Where a picture appears in the data below, exclude it; restate everything else word for word.

[SUPPLIED RECORDS — start]

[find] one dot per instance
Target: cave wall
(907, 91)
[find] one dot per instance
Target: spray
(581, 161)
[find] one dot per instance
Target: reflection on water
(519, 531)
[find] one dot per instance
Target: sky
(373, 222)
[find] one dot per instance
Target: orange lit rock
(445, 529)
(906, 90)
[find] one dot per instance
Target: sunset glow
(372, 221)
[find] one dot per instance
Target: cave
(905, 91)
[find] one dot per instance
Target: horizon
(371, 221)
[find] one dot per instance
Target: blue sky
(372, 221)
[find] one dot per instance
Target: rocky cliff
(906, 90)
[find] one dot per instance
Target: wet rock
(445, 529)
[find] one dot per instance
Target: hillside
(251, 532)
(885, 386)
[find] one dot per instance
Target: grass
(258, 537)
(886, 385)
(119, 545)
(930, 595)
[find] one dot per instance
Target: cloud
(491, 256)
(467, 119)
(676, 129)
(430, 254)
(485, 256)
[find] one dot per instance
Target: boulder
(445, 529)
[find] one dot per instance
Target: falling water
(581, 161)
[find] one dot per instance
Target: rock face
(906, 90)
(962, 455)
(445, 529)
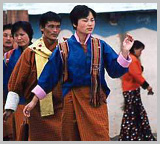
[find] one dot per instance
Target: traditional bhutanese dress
(22, 81)
(81, 121)
(135, 124)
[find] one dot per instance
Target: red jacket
(133, 79)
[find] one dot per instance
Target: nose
(18, 37)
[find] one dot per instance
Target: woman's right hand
(150, 91)
(30, 106)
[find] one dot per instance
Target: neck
(6, 49)
(48, 41)
(82, 37)
(50, 44)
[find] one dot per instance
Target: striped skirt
(135, 124)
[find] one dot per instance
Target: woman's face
(86, 25)
(22, 38)
(51, 30)
(138, 52)
(7, 38)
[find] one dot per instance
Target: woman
(22, 33)
(135, 125)
(85, 114)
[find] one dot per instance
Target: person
(45, 120)
(84, 118)
(135, 124)
(22, 33)
(8, 41)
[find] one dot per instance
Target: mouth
(89, 29)
(55, 35)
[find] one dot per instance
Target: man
(7, 38)
(45, 121)
(7, 45)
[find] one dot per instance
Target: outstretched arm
(30, 106)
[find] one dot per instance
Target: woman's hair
(7, 26)
(80, 11)
(26, 26)
(136, 45)
(49, 16)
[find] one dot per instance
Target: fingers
(4, 117)
(26, 111)
(129, 38)
(6, 114)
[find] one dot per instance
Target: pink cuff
(39, 92)
(124, 62)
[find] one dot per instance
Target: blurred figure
(135, 124)
(22, 32)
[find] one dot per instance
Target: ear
(74, 25)
(41, 28)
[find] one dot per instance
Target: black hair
(136, 45)
(80, 11)
(7, 26)
(26, 26)
(49, 16)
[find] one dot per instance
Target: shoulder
(134, 58)
(8, 54)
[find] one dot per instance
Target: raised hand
(30, 106)
(127, 44)
(7, 114)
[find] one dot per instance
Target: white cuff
(12, 101)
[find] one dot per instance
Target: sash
(41, 57)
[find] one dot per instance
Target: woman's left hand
(127, 44)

[SUPPLIED RECORDS — finish]

#### RESULT BELOW
[find] one dot per instance
Target: cave wall
(907, 91)
[find] one dot per instance
Target: spray
(581, 161)
[find] one dot per instance
Target: reflection on water
(519, 531)
[find] one dot per instance
Target: sky
(373, 222)
[find] one dot per instance
Target: orange lit rock
(445, 529)
(906, 90)
[find] one dot per instance
Target: sunset glow
(372, 221)
[find] one dot per instance
Target: cave
(905, 91)
[find] one dot per instance
Target: horizon
(371, 221)
[find] one dot per instance
Target: blue sky
(372, 221)
[find] one dot per instance
Target: rocky cliff
(906, 90)
[find] one dot per instance
Target: wet rock
(445, 529)
[find] one dot per instance
Target: hillside
(251, 532)
(885, 386)
[find] one dot per instance
Target: grass
(258, 537)
(886, 385)
(119, 545)
(930, 595)
[find] one dot per instance
Target: cloud
(491, 256)
(467, 119)
(676, 129)
(430, 254)
(485, 256)
[find] one dot per instance
Target: boulder
(445, 529)
[find] one dot per instance
Target: falling water
(581, 161)
[find] one dot per instance
Target: rock face
(906, 90)
(962, 455)
(445, 529)
[find] one dot per instance
Target: traditional bhutanese dress
(22, 81)
(81, 121)
(135, 124)
[find] one dot per instance
Target: red jacket
(133, 79)
[find] one dot per instance
Target: nose
(18, 37)
[find] one dot per instance
Target: woman's right hand
(150, 91)
(30, 106)
[find] one dot per instance
Target: neck
(6, 49)
(48, 41)
(82, 37)
(50, 44)
[find] one dot per instance
Target: striped skirt
(135, 124)
[find] one dot per instance
Target: woman's face
(86, 25)
(22, 38)
(51, 30)
(138, 52)
(7, 38)
[find] one dot per instance
Target: woman
(22, 33)
(135, 125)
(85, 114)
[find] one dot per instance
Target: person
(45, 120)
(84, 118)
(135, 124)
(22, 33)
(8, 41)
[find] one dot per instance
Target: mouth
(89, 29)
(55, 35)
[find] one dot per instance
Target: man
(7, 38)
(45, 121)
(7, 45)
[find] one dot per instance
Target: outstretched arm
(30, 106)
[find] one dot per instance
Target: woman's hair
(7, 26)
(80, 11)
(26, 26)
(136, 45)
(49, 16)
[find] one dot per instance
Target: fingers
(4, 117)
(26, 111)
(129, 38)
(6, 114)
[find] one dot per instance
Target: pink cuff
(39, 92)
(124, 62)
[find] one dot per instance
Target: blurred figure
(135, 124)
(22, 32)
[find] one dot per instance
Target: ear
(74, 25)
(41, 28)
[find] one dot per instance
Target: black hair
(136, 45)
(80, 11)
(7, 26)
(26, 26)
(49, 16)
[find] one dot per instance
Target: shoulder
(134, 58)
(8, 54)
[find] one dot per instance
Target: raised hand
(30, 106)
(127, 44)
(7, 114)
[find] one dot per instance
Target: white cuff
(12, 101)
[find] one dot per instance
Target: sash
(41, 57)
[find] one dot per instance
Target: woman's left hand
(127, 44)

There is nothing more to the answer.